**PROBLEM TO WORK ON**.
Output the material word for word. Leave each picture out.

**EXCERPTED RECORDS**.
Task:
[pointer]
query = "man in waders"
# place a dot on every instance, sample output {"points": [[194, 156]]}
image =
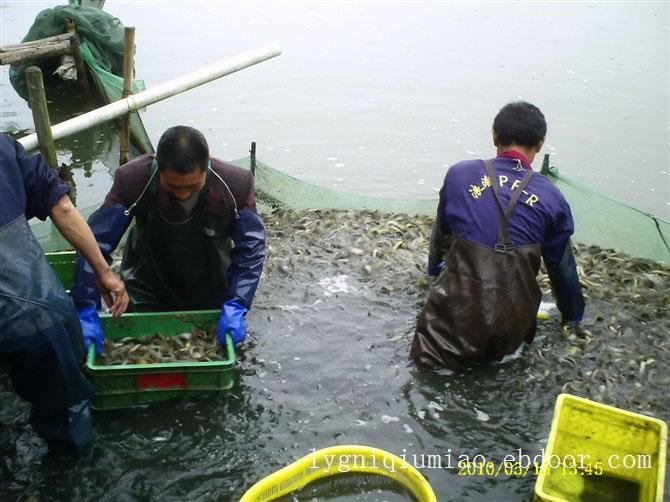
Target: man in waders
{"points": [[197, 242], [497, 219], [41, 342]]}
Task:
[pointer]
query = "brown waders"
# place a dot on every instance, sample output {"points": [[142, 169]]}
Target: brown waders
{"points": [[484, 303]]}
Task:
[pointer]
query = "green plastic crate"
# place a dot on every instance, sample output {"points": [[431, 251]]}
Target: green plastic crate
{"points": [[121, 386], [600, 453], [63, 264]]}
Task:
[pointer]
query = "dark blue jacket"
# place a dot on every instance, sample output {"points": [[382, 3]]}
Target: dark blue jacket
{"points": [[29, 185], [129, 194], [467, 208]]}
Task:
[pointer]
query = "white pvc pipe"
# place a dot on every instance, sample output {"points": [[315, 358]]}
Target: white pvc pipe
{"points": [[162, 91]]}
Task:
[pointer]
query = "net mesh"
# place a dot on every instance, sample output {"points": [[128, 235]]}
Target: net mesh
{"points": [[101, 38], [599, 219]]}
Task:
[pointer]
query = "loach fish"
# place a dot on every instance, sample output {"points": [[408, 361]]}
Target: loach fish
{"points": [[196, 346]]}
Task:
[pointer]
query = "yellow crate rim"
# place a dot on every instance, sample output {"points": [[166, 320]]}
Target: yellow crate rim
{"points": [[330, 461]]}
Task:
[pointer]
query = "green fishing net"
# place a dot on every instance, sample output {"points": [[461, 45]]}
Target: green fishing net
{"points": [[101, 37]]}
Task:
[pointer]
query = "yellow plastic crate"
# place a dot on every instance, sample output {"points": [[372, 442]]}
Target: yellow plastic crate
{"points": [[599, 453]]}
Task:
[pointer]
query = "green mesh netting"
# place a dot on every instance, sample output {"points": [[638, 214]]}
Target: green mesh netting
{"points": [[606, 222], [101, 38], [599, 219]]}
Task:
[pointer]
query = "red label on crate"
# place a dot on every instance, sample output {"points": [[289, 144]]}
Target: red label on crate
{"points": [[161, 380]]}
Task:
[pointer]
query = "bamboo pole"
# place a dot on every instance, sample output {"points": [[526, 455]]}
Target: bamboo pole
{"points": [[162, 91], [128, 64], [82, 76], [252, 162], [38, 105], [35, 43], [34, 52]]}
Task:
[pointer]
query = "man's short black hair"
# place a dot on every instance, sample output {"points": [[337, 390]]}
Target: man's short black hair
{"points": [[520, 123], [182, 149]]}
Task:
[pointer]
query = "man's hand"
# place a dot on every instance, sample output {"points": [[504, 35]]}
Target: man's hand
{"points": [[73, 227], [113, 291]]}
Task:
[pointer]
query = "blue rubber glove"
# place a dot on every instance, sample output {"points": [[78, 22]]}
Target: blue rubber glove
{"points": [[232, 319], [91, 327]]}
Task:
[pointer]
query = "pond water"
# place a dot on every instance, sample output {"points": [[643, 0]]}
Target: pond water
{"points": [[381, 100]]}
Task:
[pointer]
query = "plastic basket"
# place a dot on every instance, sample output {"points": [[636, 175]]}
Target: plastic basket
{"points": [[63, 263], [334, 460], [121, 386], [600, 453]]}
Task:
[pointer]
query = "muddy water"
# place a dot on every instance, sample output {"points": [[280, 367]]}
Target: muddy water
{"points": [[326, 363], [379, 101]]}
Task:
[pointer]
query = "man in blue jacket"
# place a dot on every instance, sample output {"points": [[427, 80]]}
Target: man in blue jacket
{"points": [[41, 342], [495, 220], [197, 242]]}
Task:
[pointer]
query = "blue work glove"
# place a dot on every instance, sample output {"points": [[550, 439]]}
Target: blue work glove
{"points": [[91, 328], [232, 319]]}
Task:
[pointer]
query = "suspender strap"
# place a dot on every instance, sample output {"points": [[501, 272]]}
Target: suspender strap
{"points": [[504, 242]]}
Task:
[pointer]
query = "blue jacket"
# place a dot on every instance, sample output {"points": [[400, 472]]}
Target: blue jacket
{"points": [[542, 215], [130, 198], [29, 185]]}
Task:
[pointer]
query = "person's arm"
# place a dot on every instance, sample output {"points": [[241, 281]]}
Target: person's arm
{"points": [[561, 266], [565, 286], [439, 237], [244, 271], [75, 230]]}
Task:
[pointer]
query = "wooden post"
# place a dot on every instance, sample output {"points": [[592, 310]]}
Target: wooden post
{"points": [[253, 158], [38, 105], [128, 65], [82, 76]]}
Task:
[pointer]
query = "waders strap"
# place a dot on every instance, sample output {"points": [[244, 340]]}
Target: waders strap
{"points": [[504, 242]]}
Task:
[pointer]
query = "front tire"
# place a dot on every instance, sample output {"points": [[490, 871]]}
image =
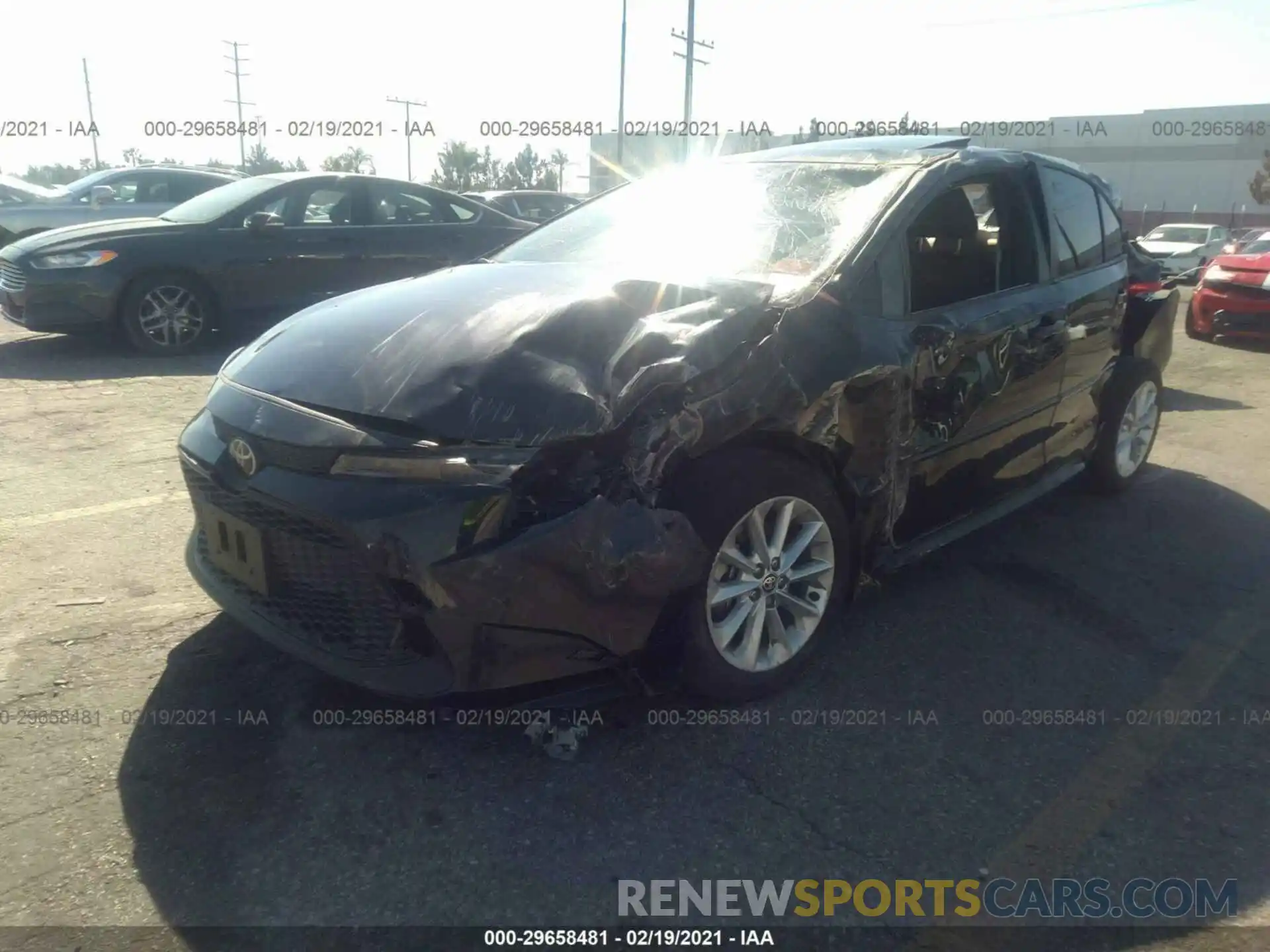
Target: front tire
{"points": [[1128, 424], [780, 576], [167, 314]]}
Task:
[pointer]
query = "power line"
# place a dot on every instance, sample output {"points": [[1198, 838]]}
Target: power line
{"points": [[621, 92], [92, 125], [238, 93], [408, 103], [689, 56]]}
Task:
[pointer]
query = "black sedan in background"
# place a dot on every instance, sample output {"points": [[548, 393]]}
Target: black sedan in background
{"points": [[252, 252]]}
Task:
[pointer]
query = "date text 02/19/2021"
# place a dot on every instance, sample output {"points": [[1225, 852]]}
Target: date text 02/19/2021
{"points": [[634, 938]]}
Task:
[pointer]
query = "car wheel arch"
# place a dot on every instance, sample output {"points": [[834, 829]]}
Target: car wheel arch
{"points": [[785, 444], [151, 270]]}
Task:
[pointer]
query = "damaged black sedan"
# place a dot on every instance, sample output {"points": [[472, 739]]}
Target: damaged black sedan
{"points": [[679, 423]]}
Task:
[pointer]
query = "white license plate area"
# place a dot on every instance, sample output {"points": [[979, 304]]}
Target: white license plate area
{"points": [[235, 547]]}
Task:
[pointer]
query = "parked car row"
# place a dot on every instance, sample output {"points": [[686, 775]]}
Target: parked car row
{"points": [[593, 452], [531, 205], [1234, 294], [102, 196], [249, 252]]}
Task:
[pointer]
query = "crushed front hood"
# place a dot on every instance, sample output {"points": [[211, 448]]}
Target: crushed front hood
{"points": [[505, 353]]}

**FINAL ANSWER**.
Task:
[pointer]
query = "man in waders"
# place a dot on every instance, sample output {"points": [[194, 156]]}
image =
Target: man in waders
{"points": [[197, 242], [497, 219], [41, 342]]}
Task:
[pointer]
query = "brown waders"
# place a dot on every instance, sample output {"points": [[142, 169]]}
Target: brown waders
{"points": [[484, 303]]}
Task:
[pointer]
query = "green plastic crate"
# place a dot on every instance, sample output {"points": [[431, 251]]}
Target: green plastic crate
{"points": [[121, 386], [600, 453], [63, 264]]}
Task:
[pointer]
query = "dark blue jacket"
# place a dot on every instance, sample output {"points": [[382, 3]]}
Target: dark blue jacket
{"points": [[29, 185], [129, 194], [467, 208]]}
Task:
[pointer]
query = "white pvc pipe"
# place a dot on every instance, sample output {"points": [[315, 358]]}
Target: white pvc pipe
{"points": [[162, 91]]}
Task:
[pointer]
query = "net mesh"
# place a dot on every instance, sample output {"points": [[128, 235]]}
Target: net mesh
{"points": [[101, 38], [599, 219]]}
Task:
[pointer]
query = "loach fish"
# place a dot on every instance, sample output {"points": [[408, 361]]}
Target: loach fish
{"points": [[196, 346]]}
Task:
[pointer]
query = "yellow crate rim"
# place a dot on every instance, sample output {"points": [[166, 320]]}
Target: yellow crate rim
{"points": [[330, 461]]}
Task:
[pointer]
query = "green fishing net"
# place a dot on every instance, sample output {"points": [[461, 45]]}
Target: green fishing net
{"points": [[101, 37]]}
Task:
[pointer]
query = "yellow plastic crate"
# place a dot on every instance, sample output {"points": [[372, 442]]}
Target: yellow plastic crate
{"points": [[599, 453]]}
Task:
[pointer]
query = "green mesh netting"
# place a dot on every instance, sample output {"points": [[638, 214]]}
Target: green mesh netting
{"points": [[606, 222], [101, 38], [599, 219]]}
Task:
[pointer]
query = "red label on crate"
# place a dot on every instance, sample output {"points": [[289, 144]]}
Target: red label on crate
{"points": [[161, 380]]}
Task:
[pointer]
query = "bamboo pole"
# place a dot on every instance, sample output {"points": [[526, 455]]}
Target: bamboo pole
{"points": [[162, 91], [128, 64], [82, 76], [252, 162], [38, 105], [35, 43], [34, 52]]}
Task:
[pointer]
query = "man's short black hair"
# place a dot on every instance, sample output {"points": [[337, 390]]}
Target: man's short black hair
{"points": [[520, 123], [182, 149]]}
Task:
[pointer]
query = "man's hand"
# place a dot on every instance, sample output {"points": [[504, 35]]}
Target: man's hand
{"points": [[73, 227], [113, 291]]}
Task:
[pointer]
query = "blue rubber glove"
# place a dot on every instance, sample output {"points": [[78, 22]]}
Target: blue rubber glove
{"points": [[232, 319], [91, 327]]}
Task:
[pointer]
query = "pond water"
# place a dot on every instance, sample output {"points": [[643, 0]]}
Target: pond water
{"points": [[381, 100]]}
Task:
[pointer]
query = "plastic basket"
# place a dot on every instance, sample output {"points": [[636, 175]]}
Target: plastic basket
{"points": [[63, 263], [334, 460], [121, 386], [600, 453]]}
Task:
[pointer]
query = "muddy water"
# place a dot on every instance, sample output {"points": [[280, 367]]}
Target: muddy water
{"points": [[326, 363], [379, 101]]}
Task:
[pointer]
query = "man in blue jacket"
# place a dot on every instance, sample output {"points": [[427, 80]]}
Target: man in blue jacket
{"points": [[41, 342], [495, 220], [197, 242]]}
Task:
[pointer]
query = "blue work glove"
# place a dot on every instance, sample output {"points": [[550, 439]]}
Target: blue work glove
{"points": [[91, 328], [232, 319]]}
Task:
[pointer]
query = "suspender strap"
# place a dot on every instance, sample output {"points": [[501, 272]]}
Target: suspender strap
{"points": [[504, 242]]}
Task:
[pointer]
query = "blue jacket"
# place a dot on every instance, sample output {"points": [[400, 472]]}
Target: blue jacket
{"points": [[542, 215], [130, 198], [29, 185]]}
Task:
[pointer]
query = "person's arm"
# place a dot on every instance, sample output {"points": [[241, 281]]}
Target: person's arm
{"points": [[561, 266], [565, 286], [439, 237], [244, 271], [75, 230]]}
Task:
[pointer]
query = "wooden post"
# place a dot on every instance, sample output {"points": [[592, 310]]}
Target: wooden post
{"points": [[253, 158], [38, 105], [128, 65], [82, 76]]}
Task:
[pointer]
query = "waders strap"
# place a dot on every instance, sample output {"points": [[244, 340]]}
Target: waders strap
{"points": [[504, 242]]}
Task:
[pointer]
query = "front tire"
# place a dot on every instance, sample output {"points": [[490, 871]]}
image =
Target: front tire
{"points": [[1128, 424], [780, 576], [167, 314]]}
Task:
[pointer]
query = "power line"
# place a dot on every instance, sample output {"points": [[1198, 838]]}
Target: power line
{"points": [[621, 92], [92, 125], [238, 93], [408, 103], [689, 56]]}
Task:
[pointer]
query = "black sedan in background"
# place a dot on every instance, sample output {"points": [[548, 393]]}
Target: black sedan in background
{"points": [[252, 252]]}
Task:
[pointer]
query = "date text 02/19/2021"
# place a dot on every instance, sample output {"points": [[1225, 852]]}
Target: date text 02/19/2021
{"points": [[634, 938]]}
Task:
[pointer]
query = "car wheel arch"
# place a dot on every instance, sample output {"points": [[834, 829]]}
Target: car wheel arch
{"points": [[785, 444], [151, 270]]}
Task:
[pointer]
query = "damaged black sedan"
# place a dot on every instance, sample output {"points": [[472, 739]]}
Target: damaged black sedan
{"points": [[679, 423]]}
Task:
[pointer]
query = "white license plate area"
# place a dot on every instance, sample output {"points": [[979, 304]]}
Target: white license plate area
{"points": [[235, 547]]}
Task:
[pointer]
query = "parked car row"
# place a dot on every instance, sample output {"points": [[686, 775]]}
Target: parked car row
{"points": [[593, 452], [531, 205], [1234, 294], [102, 196], [249, 252]]}
Task:
[pointer]
query = "crushed front hood"
# place a dot on every instance, sample output {"points": [[211, 448]]}
Target: crushed front hood
{"points": [[505, 353]]}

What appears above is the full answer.